Glass is one of the most widely used building materials in architecture, design, and construction. With its unique structural properties, the material can be modified to produce different types of glass in construction.
Glass is manufactured with different physical properties depending on what it will be used for. Several types of glass in construction vary based on safety, thermal performance, climate, and the visual appearance of the buildings. This post will explain the myriad of glass types so you can make an informed decision about what best suits your building needs.
Base Glass – Tempered/Toughened Glass – Heat Strengthened Glass – Laminated Glass – Glass with Ceramic Frit – Low Iron Glass – Body Tinted Glass – Insulated Glass
Base glass consists of annealed float glass and ornamental glass. Float glass is the most basic glazing available internationally, making up to 90% of the base glass.
In the float glass production process, a hot steady layer of molten glass is discharged from a furnace into a huge shallow bath of molten tin. The glass floats and cools on the metal tin and expands to produce a flat surface. Rollers are laid across the glass to stretch and create a thinner glass surface.
Float glass has a maximum dimension of 6.0X3.2mm. The typical breaking strength of annealed float glass is 45N/mm2. Its standard thickness varies between 4,5,6,8,10,12,15,19 mm.
The float glass process produces high-quality structural glass for construction purposes.

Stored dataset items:

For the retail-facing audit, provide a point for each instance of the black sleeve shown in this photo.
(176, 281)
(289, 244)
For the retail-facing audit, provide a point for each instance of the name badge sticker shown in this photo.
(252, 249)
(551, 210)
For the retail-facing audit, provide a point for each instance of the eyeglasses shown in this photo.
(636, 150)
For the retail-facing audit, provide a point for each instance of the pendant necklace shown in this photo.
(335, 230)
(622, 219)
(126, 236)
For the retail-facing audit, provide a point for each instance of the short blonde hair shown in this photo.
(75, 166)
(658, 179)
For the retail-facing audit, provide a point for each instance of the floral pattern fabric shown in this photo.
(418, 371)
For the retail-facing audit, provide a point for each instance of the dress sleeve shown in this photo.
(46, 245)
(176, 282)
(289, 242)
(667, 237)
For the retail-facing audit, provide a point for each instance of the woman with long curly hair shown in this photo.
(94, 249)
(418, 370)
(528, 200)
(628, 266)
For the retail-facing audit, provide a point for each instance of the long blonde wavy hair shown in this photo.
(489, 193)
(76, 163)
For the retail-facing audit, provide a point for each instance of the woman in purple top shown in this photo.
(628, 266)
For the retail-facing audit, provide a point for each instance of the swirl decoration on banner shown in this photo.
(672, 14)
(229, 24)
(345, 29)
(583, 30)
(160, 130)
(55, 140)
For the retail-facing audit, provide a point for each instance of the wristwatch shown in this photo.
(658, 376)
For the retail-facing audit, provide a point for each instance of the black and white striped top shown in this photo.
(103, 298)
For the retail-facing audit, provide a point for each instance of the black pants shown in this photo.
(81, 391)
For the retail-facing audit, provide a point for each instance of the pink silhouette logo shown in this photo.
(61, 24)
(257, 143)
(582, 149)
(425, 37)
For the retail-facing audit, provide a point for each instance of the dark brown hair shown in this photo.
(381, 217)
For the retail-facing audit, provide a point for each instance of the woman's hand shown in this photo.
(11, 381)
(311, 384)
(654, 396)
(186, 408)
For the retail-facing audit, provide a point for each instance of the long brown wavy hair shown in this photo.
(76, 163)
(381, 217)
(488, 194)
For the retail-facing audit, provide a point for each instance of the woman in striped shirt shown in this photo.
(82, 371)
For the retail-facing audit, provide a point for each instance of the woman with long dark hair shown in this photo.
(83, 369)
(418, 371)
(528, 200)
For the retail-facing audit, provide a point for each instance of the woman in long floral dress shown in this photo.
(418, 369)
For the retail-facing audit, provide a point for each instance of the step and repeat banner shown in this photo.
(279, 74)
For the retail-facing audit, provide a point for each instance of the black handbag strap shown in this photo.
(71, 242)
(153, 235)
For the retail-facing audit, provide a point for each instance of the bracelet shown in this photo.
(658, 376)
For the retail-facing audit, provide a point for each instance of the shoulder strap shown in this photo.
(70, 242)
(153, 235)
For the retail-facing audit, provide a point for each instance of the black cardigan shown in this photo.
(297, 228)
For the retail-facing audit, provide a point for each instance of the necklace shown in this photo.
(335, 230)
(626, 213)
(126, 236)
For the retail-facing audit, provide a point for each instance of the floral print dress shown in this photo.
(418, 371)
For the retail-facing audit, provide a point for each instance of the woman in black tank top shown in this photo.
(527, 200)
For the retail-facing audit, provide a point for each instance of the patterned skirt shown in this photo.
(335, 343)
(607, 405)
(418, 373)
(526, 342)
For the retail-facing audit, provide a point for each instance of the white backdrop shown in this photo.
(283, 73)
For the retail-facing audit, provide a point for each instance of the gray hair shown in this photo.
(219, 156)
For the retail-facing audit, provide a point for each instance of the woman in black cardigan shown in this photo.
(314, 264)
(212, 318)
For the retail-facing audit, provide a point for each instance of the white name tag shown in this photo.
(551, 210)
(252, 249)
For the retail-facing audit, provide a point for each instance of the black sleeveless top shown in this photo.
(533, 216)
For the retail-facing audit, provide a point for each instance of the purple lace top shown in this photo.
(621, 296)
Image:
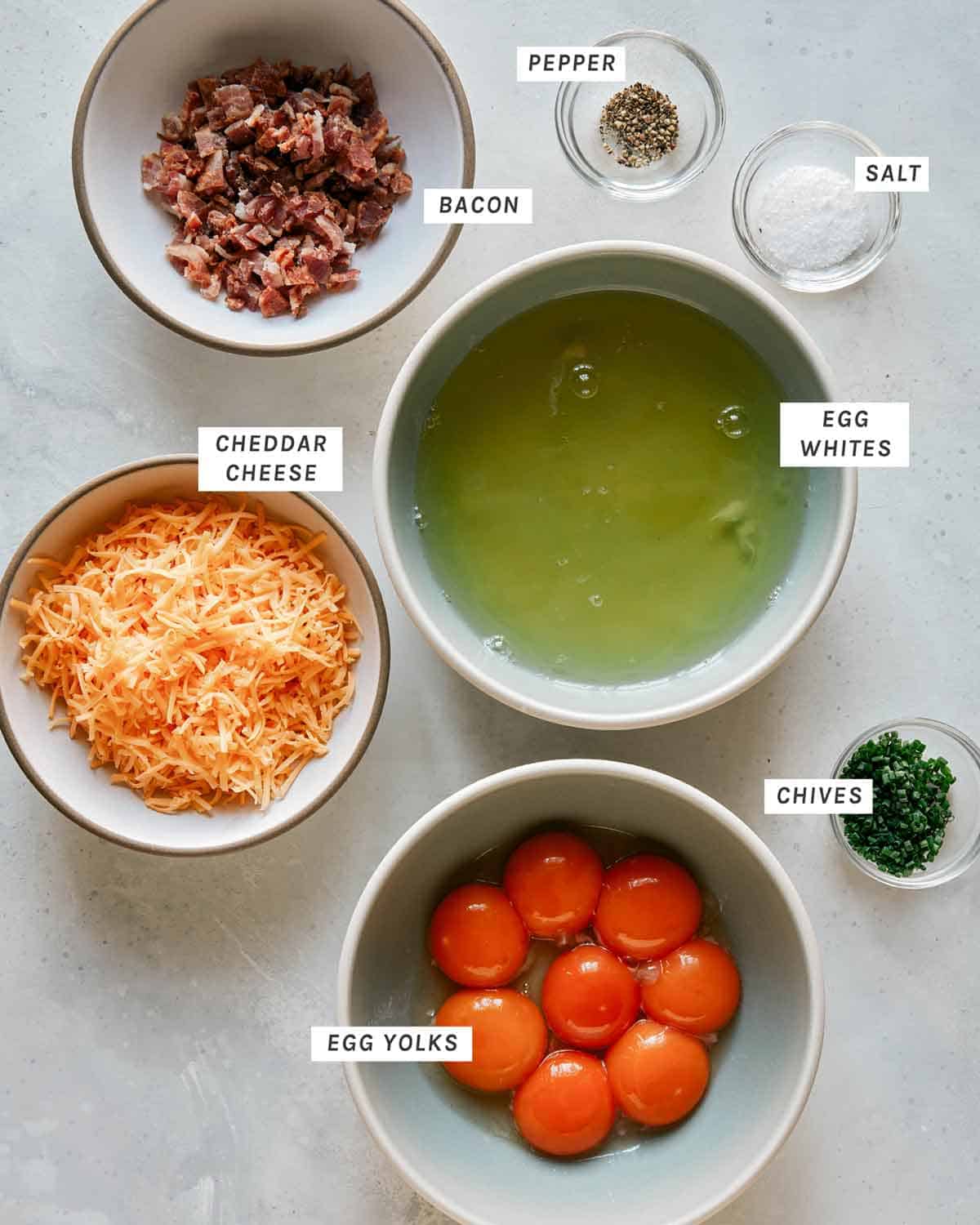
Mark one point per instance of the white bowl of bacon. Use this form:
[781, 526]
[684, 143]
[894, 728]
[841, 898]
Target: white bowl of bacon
[252, 178]
[183, 673]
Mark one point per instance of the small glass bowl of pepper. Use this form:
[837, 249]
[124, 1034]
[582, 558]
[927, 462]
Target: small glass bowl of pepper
[909, 804]
[663, 64]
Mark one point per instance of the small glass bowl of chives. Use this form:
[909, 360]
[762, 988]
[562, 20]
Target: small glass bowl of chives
[960, 840]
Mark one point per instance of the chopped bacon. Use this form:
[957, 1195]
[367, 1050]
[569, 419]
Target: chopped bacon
[207, 141]
[211, 179]
[372, 217]
[191, 261]
[271, 303]
[276, 174]
[235, 100]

* [Tasks to complete]
a – In the glass types article, what is the molten glass discharged into during float glass production?
b – Carry on the article on glass types in construction from its last sentence.

* [The replies]
a – A huge shallow bath of molten tin.

b –
727 West Madison Project
Tempered glass is about 2.5 times stronger than standard glass of the same thickness in terms of physical or thermal shock. It is typically used for safety and strength. The glass is heated to a uniform temperature and instantly cooled to strengthen the glass. This makes the inner core of the glass stay fluid longer than the outer surface layer, which allows an equivalent amount of tensile prestress in the core and compressive prestress in the surface layer to be formed. The compressive prestress on the surface is preventing existing microcracks from growing thus making tempered glass stronger than normal glass. The common maximum dimension is 4.0 x 2.4m. The glass thickness is typically 4,5,6,8,10,12,15, or 19mm.
Tempered glass has a typical breaking strength of 120 N/mm2. When tempered glass breaks, it shatters into several non-cutting and fine pieces, avoiding the risk of injury.
Tempered glass is used commercially in structural glass applications where wind, snow, thermal or seismic loads are a threat. This type of glass is used for escalator side panels, balusters, handrails, and fire-resistant doors where strong support is needed. Likewise, it is also used in airport viewing areas.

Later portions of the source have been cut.